# Lance's Lipoma



## Karen519 (Aug 21, 2006)

*Lance*

Saying a big prayer for Lance!!


----------



## Brinkleythegolden (Jun 18, 2012)

Sending positive vibes for Lance....and Max too!


----------



## laprincessa (Mar 24, 2008)

Can I sit with you while we wait? Max is having the exact same surgery today. It should be done by now, I'm sitting here clutching my phone, waiting for the vet to call.


----------



## Doug (Jul 17, 2010)

GOOD luck Lance and Max!!

I hope that you can both run freely and enjoy the park without restrictions asap!!
But in the meantime have a very relaxing and healing Christmas.


----------



## Karen2 (Jan 5, 2009)

Lance is home, very groggy and laying weird on his bed.
Things went well.
Have pills to give and triple-biotic to put on the stitches.


----------



## Karen519 (Aug 21, 2006)

*Lance*

So glad that Lance is home!!
Keep us posted.


----------



## laprincessa (Mar 24, 2008)

Max is home, no antibiotic for the stitches, oral meds
He's restless, but trying to nap


----------



## GoldenMum (Mar 15, 2010)

Prayers to Max and Lance, may you both heal quickly!


----------



## laprincessa (Mar 24, 2008)

well, Max is running around like a nut today in spite of my efforts to keep him quiet.
He isn't showing any signs of discomfort at all, so I've only given one pain pill - last night when he was restless and panting a bit
I hope Lance is doing as well!

We started the antibiotics last night - after I went to the store for yogurt. Not sure if anyone mentioned this to you, but yogurt and pumpkin helps to prevent the diarrhea that is sometimes caused by the antibiotics.


----------



## Karen2 (Jan 5, 2009)

Lance is doing well, here is the incision, sorry don't mean to gross anyone out.









He's doing pretty good, has been itchy so he's been wearing a t-shirt








Sierra didn't know what to make of Lance as he cried a lot the first night.
She wasn't her ALPHA self that night, she laid next to him quietly.
He still licking his leg where his IV was, but not stopping him. I figure it's better than the incision. He also had some wart-y growths removed from his left hind leg so that has to remain covered as there are stitches there too.
Thanks for all the good thoughts and prayers.
He's been sleeping on a Earthing mat and I think it is helping his healing.


----------



## laprincessa (Mar 24, 2008)

what is an Earthing mat?
Wow, his incision is a LOT bigger than Max's. Poor baby!
(I took a picture of Max's too)
And Max says to tell Lance that he had to wear that t-shirt too and he didn't like it!


----------



## Doug (Jul 17, 2010)

Sending mega healing vibes to ultra handsome Lance.
Our thoughts and prayers are with you!
__________________________________________________
TASKS TO COMPLETE:
a - In the Lance's Lipoma thread, what does laprincessa say yogurt and pumpkin help to prevent?
b - Transcribe word for word the stretch of the Lance's Lipoma thread from "what is an Earthing" through "ultra handsome Lance.".
c - List every distinct username that posts in the Lance's Lipoma thread, naming each one only once.
__________________________________________________
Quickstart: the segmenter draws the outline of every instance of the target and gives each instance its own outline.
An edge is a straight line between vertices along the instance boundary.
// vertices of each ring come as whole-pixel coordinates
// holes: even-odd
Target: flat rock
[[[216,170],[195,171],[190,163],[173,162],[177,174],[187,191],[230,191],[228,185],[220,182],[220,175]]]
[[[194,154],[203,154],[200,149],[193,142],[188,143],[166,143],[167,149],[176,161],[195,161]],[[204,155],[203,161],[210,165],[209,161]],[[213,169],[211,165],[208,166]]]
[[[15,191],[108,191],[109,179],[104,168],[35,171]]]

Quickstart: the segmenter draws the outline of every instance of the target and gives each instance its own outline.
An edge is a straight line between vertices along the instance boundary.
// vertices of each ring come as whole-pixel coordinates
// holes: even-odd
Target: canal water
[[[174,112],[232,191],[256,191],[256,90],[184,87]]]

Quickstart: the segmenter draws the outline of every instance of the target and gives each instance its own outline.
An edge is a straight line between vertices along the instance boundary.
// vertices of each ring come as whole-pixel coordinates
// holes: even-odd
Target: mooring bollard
__________________________________________________
ANSWERS TO EACH TASK:
a - The diarrhea that is sometimes caused by the antibiotics.

b -
what is an Earthing mat?
Wow, his incision is a LOT bigger than Max's. Poor baby!
(I took a picture of Max's too)
And Max says to tell Lance that he had to wear that t-shirt too and he didn't like it!


----------



## Doug (Jul 17, 2010)

Sending mega healing vibes to ultra handsome Lance.

c - Karen519, Brinkleythegolden, laprincessa, Doug, Karen2, GoldenMum